(Written exercise):
Swap every "flow-rate study" in the listing below for "layout review", and give the whole listing back with nothing else changed.

(Data section):
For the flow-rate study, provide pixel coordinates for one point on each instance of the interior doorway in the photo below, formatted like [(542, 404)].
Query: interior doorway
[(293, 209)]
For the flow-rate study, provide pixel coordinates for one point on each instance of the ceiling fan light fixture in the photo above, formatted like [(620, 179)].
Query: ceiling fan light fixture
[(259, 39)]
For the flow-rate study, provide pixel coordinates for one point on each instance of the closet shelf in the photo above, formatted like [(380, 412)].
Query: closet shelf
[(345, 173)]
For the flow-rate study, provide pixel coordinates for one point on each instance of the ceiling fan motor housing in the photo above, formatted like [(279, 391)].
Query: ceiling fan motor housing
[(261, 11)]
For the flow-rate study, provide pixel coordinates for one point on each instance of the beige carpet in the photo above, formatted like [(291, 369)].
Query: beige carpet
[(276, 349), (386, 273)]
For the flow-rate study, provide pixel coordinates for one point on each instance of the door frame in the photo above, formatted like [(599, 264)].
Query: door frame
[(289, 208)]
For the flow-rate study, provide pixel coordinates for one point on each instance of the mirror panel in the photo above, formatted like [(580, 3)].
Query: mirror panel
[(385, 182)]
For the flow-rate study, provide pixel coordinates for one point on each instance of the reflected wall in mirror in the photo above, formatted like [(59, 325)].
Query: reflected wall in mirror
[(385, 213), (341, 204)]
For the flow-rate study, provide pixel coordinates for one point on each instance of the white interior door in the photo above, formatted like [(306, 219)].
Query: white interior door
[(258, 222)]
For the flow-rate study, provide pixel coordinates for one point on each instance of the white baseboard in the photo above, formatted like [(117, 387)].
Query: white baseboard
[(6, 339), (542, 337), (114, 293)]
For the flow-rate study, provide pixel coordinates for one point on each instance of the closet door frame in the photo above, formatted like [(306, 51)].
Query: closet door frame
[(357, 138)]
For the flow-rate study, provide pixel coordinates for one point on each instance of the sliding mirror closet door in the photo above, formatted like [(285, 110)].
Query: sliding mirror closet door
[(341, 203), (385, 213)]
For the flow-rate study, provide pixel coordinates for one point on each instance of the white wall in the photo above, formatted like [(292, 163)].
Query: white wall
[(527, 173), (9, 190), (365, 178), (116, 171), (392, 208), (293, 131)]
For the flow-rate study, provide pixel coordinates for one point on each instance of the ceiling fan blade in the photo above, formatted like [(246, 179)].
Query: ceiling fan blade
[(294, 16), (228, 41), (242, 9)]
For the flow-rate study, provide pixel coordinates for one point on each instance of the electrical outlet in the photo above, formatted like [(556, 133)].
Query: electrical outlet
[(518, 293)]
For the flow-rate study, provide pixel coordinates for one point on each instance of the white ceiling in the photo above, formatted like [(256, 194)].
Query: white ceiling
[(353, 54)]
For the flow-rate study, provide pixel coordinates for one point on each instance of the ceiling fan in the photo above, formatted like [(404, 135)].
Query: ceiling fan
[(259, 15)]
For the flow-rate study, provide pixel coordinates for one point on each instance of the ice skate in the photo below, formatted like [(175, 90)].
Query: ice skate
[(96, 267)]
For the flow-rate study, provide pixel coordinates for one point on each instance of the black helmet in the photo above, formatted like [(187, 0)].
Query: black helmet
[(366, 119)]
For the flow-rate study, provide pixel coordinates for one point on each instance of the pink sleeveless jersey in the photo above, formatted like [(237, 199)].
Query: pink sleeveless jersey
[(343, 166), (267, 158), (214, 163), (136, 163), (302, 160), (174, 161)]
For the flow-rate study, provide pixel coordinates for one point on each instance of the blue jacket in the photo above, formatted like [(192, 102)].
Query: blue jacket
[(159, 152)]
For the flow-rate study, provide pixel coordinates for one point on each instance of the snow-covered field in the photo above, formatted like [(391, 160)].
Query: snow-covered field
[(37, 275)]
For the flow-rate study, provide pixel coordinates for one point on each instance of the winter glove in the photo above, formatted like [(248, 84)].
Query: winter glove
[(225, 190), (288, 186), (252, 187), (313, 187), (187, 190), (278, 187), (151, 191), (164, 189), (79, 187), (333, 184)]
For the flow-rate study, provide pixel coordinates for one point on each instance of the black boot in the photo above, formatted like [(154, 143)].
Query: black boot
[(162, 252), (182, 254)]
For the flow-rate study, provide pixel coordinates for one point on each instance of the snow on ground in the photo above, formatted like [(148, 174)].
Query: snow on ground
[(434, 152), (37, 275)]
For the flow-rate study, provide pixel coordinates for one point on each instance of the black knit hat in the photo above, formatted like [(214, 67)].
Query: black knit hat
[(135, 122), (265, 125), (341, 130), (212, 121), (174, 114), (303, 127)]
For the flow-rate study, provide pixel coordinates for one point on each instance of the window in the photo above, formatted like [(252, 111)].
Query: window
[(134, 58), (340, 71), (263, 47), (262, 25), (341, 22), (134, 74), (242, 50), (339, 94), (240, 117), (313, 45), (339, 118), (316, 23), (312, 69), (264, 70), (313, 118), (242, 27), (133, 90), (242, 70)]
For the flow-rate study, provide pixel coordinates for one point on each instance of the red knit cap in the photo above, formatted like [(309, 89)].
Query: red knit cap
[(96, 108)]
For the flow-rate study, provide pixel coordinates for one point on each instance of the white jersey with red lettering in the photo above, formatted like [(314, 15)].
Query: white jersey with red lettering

(The output):
For the layout review, provide pixel coordinates for one point on each instance of the interior doorway in the photo below, formatted like [(542, 404)].
Query: interior doorway
[(293, 209)]
For the layout review, provide pixel coordinates for one point on each instance of the ceiling fan light fixture in the photo above, formatted like [(620, 179)].
Query: ceiling fan light fixture
[(259, 39)]
For the layout review, provide pixel coordinates for one point on each instance of the closet shelf in the photo above, formatted like [(380, 412)].
Query: closet shelf
[(345, 173)]
For the layout review, provide pixel coordinates for one point on each instance of the ceiling fan motor housing in the photo above, formatted like [(279, 391)].
Query: ceiling fan motor housing
[(261, 11)]
For the layout review, provide pixel coordinates for one point on each instance of the beige carpet in the photo above, formatted like [(291, 369)].
Query: beige carpet
[(276, 349), (386, 273)]
For the layout review, provide pixel coordinates for one point on each instance of the door frame in the photo above, formatted like [(599, 264)].
Query: door frame
[(289, 208)]
For the layout review, provide pixel coordinates for one point on each instance of the mirror panel in the photo above, formatted like [(580, 3)].
Query: mirror panel
[(385, 182)]
For the layout review, provide pixel coordinates for one point on each instance of the reflected wall in mirror in the photo above, formatted like [(59, 325)].
Query: reflected wall in mirror
[(385, 213), (341, 204)]
For the layout review, provide pixel coordinates for one point on each instance of the white interior door in the photo above, formatted like [(306, 219)].
Query: white interior door
[(258, 222)]
For the layout review, provide pixel coordinates for one point on each instance of the white baseboard in the photo above, formatted like [(117, 387)].
Query: white baseboard
[(6, 339), (542, 337), (114, 293)]
For the layout review, provide pixel coordinates for one point on each instance of the closet door frame in the photo above, formatted like [(306, 51)].
Query: closet door frame
[(357, 138)]
For the layout review, provide pixel coordinates for one point on each instance of the sliding mirror closet door in the photo above, formatted like [(285, 110)].
Query: sliding mirror closet door
[(341, 203), (385, 213)]
For the layout review, provide pixel coordinates for one point on each instance of the white wall in the photo above, formatted like [(292, 163)].
Query: white wall
[(527, 173), (9, 190), (365, 178), (116, 171), (392, 208), (293, 131)]
For the layout review, provide pixel coordinates for one point on each instance of the ceiling fan blade in the photo above, formatted like [(246, 179)].
Query: ceiling fan blade
[(294, 16), (228, 41), (242, 9)]
For the layout review, provide pixel coordinates for one point on each instance of the electrical outlet in the photo above, formatted like [(556, 133)].
Query: electrical outlet
[(518, 293)]
For the layout review, provide pixel coordinates for one point on each instance of the white ceiling in the photo above, formatted like [(256, 194)].
Query: white ceiling
[(353, 54)]
For the layout review, provide pixel coordinates for one point on each instance of the ceiling fan in the photo above, formatted like [(404, 135)].
Query: ceiling fan
[(259, 15)]
For the layout review, provide pixel coordinates for one point on each instance of the ice skate in the photo below, formatted like [(175, 90)].
Query: ice skate
[(96, 267)]
For the layout review, provide pixel coordinates for one point on each instance of the black helmet in the photo above, formatted like [(187, 0)].
Query: black helmet
[(366, 119)]
For the layout review, provide pixel coordinates for one point on each instance of the pink sleeveless jersey in the photo above, formatted like [(237, 199)].
Query: pink sleeveless jersey
[(343, 166), (267, 158), (214, 163), (136, 163), (302, 160), (174, 161)]
For the layout review, provide pixel coordinates for one point on each instance of the blue jacket in the photo above, formatted like [(192, 102)].
Query: blue jacket
[(159, 152)]
For the layout review, provide pixel coordinates for one point on each instance of the snow-covered field in the photo above, formatted like [(391, 160)].
Query: snow-covered field
[(37, 275)]
For the layout review, provide pixel coordinates for one point on each instance of the winter glove in the photo above, formatted like [(248, 84)].
Query: winter glove
[(225, 190), (288, 186), (252, 187), (313, 187), (187, 190), (278, 187), (151, 191), (164, 189), (79, 187), (333, 184)]
For the layout review, provide pixel coordinates for one point on each instance of the black boot in the photo above, formatted like [(154, 143)].
Query: black boot
[(162, 252), (182, 254)]
For the layout review, provide pixel coordinates for one point on each instance of the snow on ground in the photo above, formatted like [(148, 174)].
Query: snow on ground
[(434, 152), (37, 275)]
For the layout review, provide pixel coordinates for one point on each instance of the black knit hat in the photo above, formatted like [(214, 67)].
Query: black knit hat
[(135, 122), (265, 125), (341, 130), (212, 121), (174, 114), (303, 127)]
For the layout review, provide pixel coordinates for one point on each instance of the window in the photo above, formatted like [(252, 111)].
Query: window
[(134, 58), (340, 71), (263, 47), (262, 25), (341, 22), (134, 74), (242, 50), (339, 94), (240, 117), (313, 45), (339, 118), (316, 23), (312, 69), (264, 70), (313, 118), (242, 27), (133, 90), (242, 70)]
For the layout review, provide pixel coordinates for one point on each instance of the red knit cap in the photo above, formatted like [(309, 89)].
Query: red knit cap
[(96, 108)]
For the layout review, provide pixel coordinates for one point on each instance of the white jersey with red lettering in the photo above, formatted like [(314, 15)].
Query: white jersey with red lettering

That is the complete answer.